## DATA LISTING
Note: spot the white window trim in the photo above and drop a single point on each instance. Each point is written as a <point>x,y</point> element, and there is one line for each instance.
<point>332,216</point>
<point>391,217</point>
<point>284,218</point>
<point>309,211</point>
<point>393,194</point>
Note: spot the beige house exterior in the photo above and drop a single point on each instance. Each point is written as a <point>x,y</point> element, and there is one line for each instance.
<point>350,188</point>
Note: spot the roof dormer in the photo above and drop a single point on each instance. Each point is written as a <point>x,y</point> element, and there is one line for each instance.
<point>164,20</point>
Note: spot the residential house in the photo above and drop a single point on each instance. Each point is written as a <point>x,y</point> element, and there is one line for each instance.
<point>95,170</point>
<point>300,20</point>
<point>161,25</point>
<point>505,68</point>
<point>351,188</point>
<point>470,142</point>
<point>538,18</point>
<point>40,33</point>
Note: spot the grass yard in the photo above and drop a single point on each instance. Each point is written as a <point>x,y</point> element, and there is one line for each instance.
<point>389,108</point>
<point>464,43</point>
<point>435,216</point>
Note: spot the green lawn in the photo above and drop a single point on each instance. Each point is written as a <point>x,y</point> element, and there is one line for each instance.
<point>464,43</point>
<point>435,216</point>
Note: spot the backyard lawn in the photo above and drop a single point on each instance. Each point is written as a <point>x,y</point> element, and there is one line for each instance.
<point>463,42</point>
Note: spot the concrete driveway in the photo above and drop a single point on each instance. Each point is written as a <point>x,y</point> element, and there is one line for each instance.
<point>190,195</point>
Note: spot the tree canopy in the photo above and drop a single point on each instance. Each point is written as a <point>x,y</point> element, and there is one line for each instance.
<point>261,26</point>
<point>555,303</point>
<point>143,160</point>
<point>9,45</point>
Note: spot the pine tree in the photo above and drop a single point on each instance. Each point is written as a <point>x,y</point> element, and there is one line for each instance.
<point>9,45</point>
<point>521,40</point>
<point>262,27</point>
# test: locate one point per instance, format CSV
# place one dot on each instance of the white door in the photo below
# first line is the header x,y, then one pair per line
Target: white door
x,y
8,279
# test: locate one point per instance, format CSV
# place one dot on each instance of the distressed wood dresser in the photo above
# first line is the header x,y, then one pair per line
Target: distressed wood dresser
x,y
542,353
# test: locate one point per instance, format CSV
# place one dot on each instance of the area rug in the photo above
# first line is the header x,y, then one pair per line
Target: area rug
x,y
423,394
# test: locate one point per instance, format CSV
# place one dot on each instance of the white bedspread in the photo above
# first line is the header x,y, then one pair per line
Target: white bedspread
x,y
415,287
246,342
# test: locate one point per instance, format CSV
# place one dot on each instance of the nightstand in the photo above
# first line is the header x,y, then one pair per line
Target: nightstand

## EXERCISE DETAILS
In all of the material above, replace "instance" with "occurrence" and reproduce every line with no other changes.

## WRITTEN RESPONSE
Note: spot the white window trim in the photo above and drop a single point on each occurrence. Each point is written as a <point>x,y</point> element, and there is one line for each occurrence.
<point>332,216</point>
<point>391,217</point>
<point>284,218</point>
<point>309,211</point>
<point>393,194</point>
Note: spot the beige house exterior in the photo above and drop a single point on each occurrence. Each point is written as a <point>x,y</point> element, and there is one line for each occurrence.
<point>350,188</point>
Note: spot the roof dormer in the photo above and drop a single point on each occurrence. Each point is written as a <point>x,y</point> element, and there is one line for each occurrence.
<point>164,20</point>
Note: spot the residential house in the photo above and drop a single point on each occurrence. Each point is written as a <point>x,y</point> element, and there is one line for each occurrence.
<point>95,170</point>
<point>300,20</point>
<point>161,25</point>
<point>505,68</point>
<point>351,188</point>
<point>470,142</point>
<point>538,18</point>
<point>40,33</point>
Note: spot the grass yard in the photo above and drop a single point on each occurrence. Each point is written as a <point>x,y</point> element, and there is one line for each occurrence.
<point>389,108</point>
<point>464,43</point>
<point>435,216</point>
Note: spot the green lawn in the photo above and drop a single point on each occurrence. Each point is written as a <point>x,y</point> element, and there is one line for each occurrence.
<point>464,43</point>
<point>435,216</point>
Note: spot the backyard lawn in the photo above and drop a single point on each occurrence. Each point is written as a <point>x,y</point> element, and there is one line for each occurrence.
<point>463,42</point>
Note: spot the concrete driveway in the photo above and drop a single point on each occurrence. Each point is written as a <point>x,y</point> element, and there is one line for each occurrence.
<point>190,195</point>
Note: spot the tree canopy in the photo above and drop a single point on each occurrence. Each point is written as a <point>x,y</point> element, and there is one line for each occurrence.
<point>261,26</point>
<point>555,303</point>
<point>143,160</point>
<point>9,45</point>
Note: spot the pine tree in the photo above and drop a single point on each occurrence. Each point is written as a <point>x,y</point> element, and there is one line for each occurrence.
<point>9,45</point>
<point>521,40</point>
<point>262,27</point>
# test: locate one point per occurrence, format CSV
# place one dot on each occurrence of the white door in the photo below
# first line is the header x,y, then one pair per line
Target: white door
x,y
8,279
# test: locate one point per occurrence, format CSV
# place one dot on each occurrence of the distressed wood dresser in the photo above
# first line is the header x,y, then one pair per line
Target: distressed wood dresser
x,y
542,353
# test: locate one point per occurrence, format CSV
# place one dot on each occurrence of the area rug in the photo above
# first line is the header x,y, then one pair per line
Target: area rug
x,y
423,394
# test: locate one point per occurrence, format CSV
# place one dot on each occurrence of the white bedspread in the photo above
# first line is the header x,y, then one pair per line
Target: white bedspread
x,y
415,287
246,342
# test: locate one point per occurrence, format CSV
# place one dot on each occurrence of the nightstand in the photo above
# first line is the header x,y, then one pair per line
Target: nightstand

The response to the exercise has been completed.